Start of Source extract
C) YOU DON’T KNOW. During the day I often end up doing things that are important that I would never have guessed were important to me. Like maybe getting a flower for Claudia. This would never appear on my to-do list but it might suddenly become important to me (if I accidentally spill coffee on her dress, for instance).

If I had a to-do list I might get even more stressed not getting to it. The to-do list becomes my master and I become the slave. One of my themes is less slavery in my life.

I’d rather do the things that I realize are important that moment rather than some random BS I wrote down over a cup of coffee at 6 in the morning.

D) DISAPPOINTMENT. You’re never going to do all the things on your to-do list.

Most people put too much down on the to-do list. I bet people only get 50% of the things done on their to-do list.

Not only that, people keep daily, weekly, yearly (New Year’s Resolutions) to-do lists.

That’s a lot of things to do! When do you relax and enjoy life? You’re going to die you know.

When you die are you going to say, “I forget to email Jimmy the Tool. Damn.” and then die?


Try this: make your usual to-do list and then don’t do anything on it. It’s like a to-don’t list.

Did the universe end? Now see how many of the things on your list you can delegate or just not do.

For instance, you can call Jimmy the Tool next week when things are a little less hectic. Or, heck, never call him again! Who cares about him.

“Things are never less hectic!” you might say. That’s because you have too many to-do lists. Please trust me and try this. Things will get less hectic.

I’m not saying do nothing. I’m saying if you make themes of your life, you will always do what is important to you, your family, your friends, and so on. Themes ripple out to the farthest shores. To-do lists keep you anchored to the ocean floor.

Also, your “to-don’t” lists will point you in directions where you can delegate instead of “do”.


Try making a “my themes” list.

I like to check the box on being creative every day. And on the daily practice I advocate in my books and blog: physical emotional mental spiritual health. That’s all. Those are my themes.

I have no idea what they will have me do today.
End of Source extract
- _Task instructions_
#1 Retype the to-do list passage word for word, starting at "D) DISAPPOINTMENT. You’re" and ending at "just not do.".
#2 In the to-do list passage, what share of the items on their to-do lists does the writer bet people actually get done?
Start of Data supplied
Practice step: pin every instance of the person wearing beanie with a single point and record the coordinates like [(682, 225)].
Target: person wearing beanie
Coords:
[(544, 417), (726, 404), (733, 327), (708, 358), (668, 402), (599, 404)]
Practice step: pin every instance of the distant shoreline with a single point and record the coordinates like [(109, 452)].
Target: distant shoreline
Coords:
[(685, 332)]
End of Data supplied
- _Solutions_
#1
D) DISAPPOINTMENT. You’re never going to do all the things on your to-do list.

Most people put too much down on the to-do list. I bet people only get 50% of the things done on their to-do list.

Not only that, people keep daily, weekly, yearly (New Year’s Resolutions) to-do lists.

That’s a lot of things to do! When do you relax and enjoy life? You’re going to die you know.

When you die are you going to say, “I forget to email Jimmy the Tool. Damn.” and then die?


Try this: make your usual to-do list and then don’t do anything on it. It’s like a to-don’t list.

Did the universe end? Now see how many of the things on your list you can delegate or just not do.

#2 50%